2025 Medical Student Summer Research
2025 Medical Student Summer Research Program in Infection and Immunity
Director: Daniel L. Mueller
Administrator: Drew Keup Email about the program
Our comprehension of the immune system and its roles in both host protection and disease pathogenesis is currently undergoing a revolution. It is now clear that the immune system not only protects against dangerous pathogens, suppresses malignant tumors, regulates wound healing, and contributes to chronic allograft failures, but also plays causal roles in seemingly non-immunological diseases such as atherosclerosis/thrombosis, Alzheimer’s disease, macular degeneration, and metabolic syndrome. In parallel with this increased scientific appreciation of immune cell function, there has been an acute rise in the public’s interest in immunity-boosting supplements and probiotics.
At the University of Minnesota, this explosion in immunological interest has been accompanied by the creation of a world-class, NIH-funded immunology program, through the Medical School’s Center for Immunology. We now offer medical students the opportunity for a directed-research experience in the area of Infection and Immunity, within the Center for Immunology. Successful applicants to this program will not only attain a greater appreciation for scientific discovery and immunology in their future medical practice, but will also lay the ground work for a career in Academic Medicine.
Program benefits
- $4,707 estimated stipend for 2-month full-time summer research experience (July 1st through August 22nd, 2025) will be provided to up to 7 University of Minnesota medical students.
- Laboratory-based research experience under the guidance of a Center for Immunology investigator.
- Weekly focused discussion on immunity and health between faculty and students.
- Development of research poster and PowerPoint presentation from your work.
- Opportunity to present your scientific results at a national meeting.
Selection of students
- Applicants must be 1st year University of Minnesota medical students in good standing at either the Twin Cities or Duluth campus.
▬▬▬
(What is needed):
Reproduce the passage of the summer research program description that begins with "At the University" and stops after "Minnesota medical students.", word for word.

(Data taken from a collection)
▬▬▬
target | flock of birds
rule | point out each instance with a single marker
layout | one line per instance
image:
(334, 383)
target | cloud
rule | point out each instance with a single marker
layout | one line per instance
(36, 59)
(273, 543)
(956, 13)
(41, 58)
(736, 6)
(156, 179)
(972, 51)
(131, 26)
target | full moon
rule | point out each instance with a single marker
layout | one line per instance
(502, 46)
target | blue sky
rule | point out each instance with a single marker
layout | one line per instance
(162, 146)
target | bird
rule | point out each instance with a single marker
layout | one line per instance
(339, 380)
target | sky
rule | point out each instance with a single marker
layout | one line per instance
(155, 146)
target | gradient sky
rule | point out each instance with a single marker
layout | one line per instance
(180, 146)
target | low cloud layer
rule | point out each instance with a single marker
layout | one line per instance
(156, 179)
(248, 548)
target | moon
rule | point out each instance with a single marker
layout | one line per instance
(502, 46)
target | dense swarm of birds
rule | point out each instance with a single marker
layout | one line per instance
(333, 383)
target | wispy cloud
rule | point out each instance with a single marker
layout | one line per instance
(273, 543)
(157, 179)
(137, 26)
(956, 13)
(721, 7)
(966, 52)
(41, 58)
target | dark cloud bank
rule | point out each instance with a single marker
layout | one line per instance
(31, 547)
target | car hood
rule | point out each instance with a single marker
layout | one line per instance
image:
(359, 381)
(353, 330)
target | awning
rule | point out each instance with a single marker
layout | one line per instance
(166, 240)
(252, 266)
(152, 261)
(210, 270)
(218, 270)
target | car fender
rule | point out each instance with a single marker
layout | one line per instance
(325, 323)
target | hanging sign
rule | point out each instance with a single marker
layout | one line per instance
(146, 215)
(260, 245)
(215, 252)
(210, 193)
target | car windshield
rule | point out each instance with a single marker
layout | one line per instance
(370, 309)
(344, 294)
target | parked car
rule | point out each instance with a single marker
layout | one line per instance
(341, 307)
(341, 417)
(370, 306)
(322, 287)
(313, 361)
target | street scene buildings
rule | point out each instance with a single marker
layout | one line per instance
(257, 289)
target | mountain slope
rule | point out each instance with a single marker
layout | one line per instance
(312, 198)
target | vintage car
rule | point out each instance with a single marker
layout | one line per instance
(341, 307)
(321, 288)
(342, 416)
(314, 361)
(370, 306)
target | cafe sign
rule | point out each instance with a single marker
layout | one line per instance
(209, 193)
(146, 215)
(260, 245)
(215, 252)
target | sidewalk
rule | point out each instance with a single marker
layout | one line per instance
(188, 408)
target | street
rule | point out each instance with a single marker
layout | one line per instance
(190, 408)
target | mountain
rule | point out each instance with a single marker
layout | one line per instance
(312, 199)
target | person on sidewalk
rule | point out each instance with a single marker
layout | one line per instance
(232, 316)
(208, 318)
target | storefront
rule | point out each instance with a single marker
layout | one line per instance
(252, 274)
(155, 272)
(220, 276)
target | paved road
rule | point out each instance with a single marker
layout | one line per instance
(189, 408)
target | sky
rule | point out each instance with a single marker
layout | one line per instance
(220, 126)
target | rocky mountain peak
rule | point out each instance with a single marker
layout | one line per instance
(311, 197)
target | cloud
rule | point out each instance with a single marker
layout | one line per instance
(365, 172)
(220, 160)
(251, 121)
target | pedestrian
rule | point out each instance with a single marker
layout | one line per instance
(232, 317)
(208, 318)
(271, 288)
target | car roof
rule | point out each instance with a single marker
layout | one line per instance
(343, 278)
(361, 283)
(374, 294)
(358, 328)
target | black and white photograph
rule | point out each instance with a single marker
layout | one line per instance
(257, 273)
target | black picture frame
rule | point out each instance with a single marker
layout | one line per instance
▬▬▬
(Written solution):
At the University of Minnesota, this explosion in immunological interest has been accompanied by the creation of a world-class, NIH-funded immunology program, through the Medical School’s Center for Immunology. We now offer medical students the opportunity for a directed-research experience in the area of Infection and Immunity, within the Center for Immunology. Successful applicants to this program will not only attain a greater appreciation for scientific discovery and immunology in their future medical practice, but will also lay the ground work for a career in Academic Medicine.
Program benefits
- $4,707 estimated stipend for 2-month full-time summer research experience (July 1st through August 22nd, 2025) will be provided to up to 7 University of Minnesota medical students.